[Start Available records]

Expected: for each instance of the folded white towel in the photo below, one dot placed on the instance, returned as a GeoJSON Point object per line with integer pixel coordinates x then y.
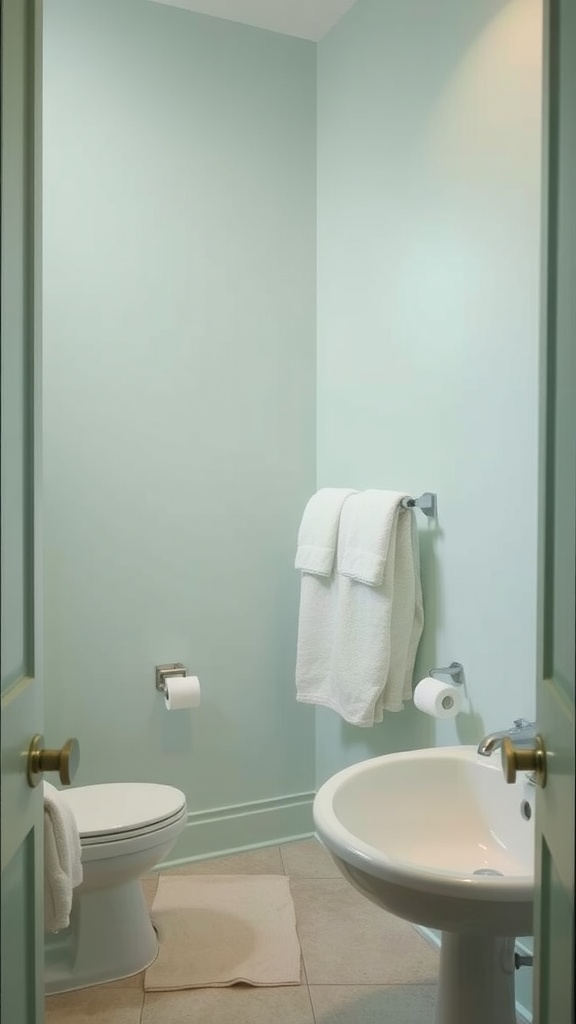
{"type": "Point", "coordinates": [366, 538]}
{"type": "Point", "coordinates": [360, 657]}
{"type": "Point", "coordinates": [63, 863]}
{"type": "Point", "coordinates": [319, 530]}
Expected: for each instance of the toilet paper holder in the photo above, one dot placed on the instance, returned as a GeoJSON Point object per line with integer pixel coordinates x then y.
{"type": "Point", "coordinates": [164, 672]}
{"type": "Point", "coordinates": [455, 670]}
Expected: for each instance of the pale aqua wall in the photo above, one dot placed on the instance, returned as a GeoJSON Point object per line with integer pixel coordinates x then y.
{"type": "Point", "coordinates": [427, 327]}
{"type": "Point", "coordinates": [179, 241]}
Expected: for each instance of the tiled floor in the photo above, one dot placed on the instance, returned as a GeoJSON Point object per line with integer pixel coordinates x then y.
{"type": "Point", "coordinates": [360, 965]}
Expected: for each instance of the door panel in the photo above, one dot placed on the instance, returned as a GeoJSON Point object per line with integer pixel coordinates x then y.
{"type": "Point", "coordinates": [22, 999]}
{"type": "Point", "coordinates": [553, 994]}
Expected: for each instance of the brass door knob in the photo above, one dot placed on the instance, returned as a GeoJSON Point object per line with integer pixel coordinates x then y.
{"type": "Point", "coordinates": [531, 758]}
{"type": "Point", "coordinates": [65, 761]}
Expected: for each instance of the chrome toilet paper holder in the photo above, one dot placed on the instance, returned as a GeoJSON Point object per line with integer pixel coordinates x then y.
{"type": "Point", "coordinates": [164, 672]}
{"type": "Point", "coordinates": [455, 670]}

[End Available records]

Find the line containing "Expected: for each instance of the brass", then output it and every line after it to the end of the data, exactly.

Expected: for each instance of the brass door knob in the photo above, one dot placed on the instance, returned as a GeoJSON Point object per line with integer pixel coordinates x then y.
{"type": "Point", "coordinates": [531, 758]}
{"type": "Point", "coordinates": [65, 761]}
Expected: for each instance of the chrome toilet paper holder in the photo above, one dot placed on the instance, returned as a GeoJSON Point object per line with integer pixel coordinates x then y.
{"type": "Point", "coordinates": [164, 672]}
{"type": "Point", "coordinates": [455, 670]}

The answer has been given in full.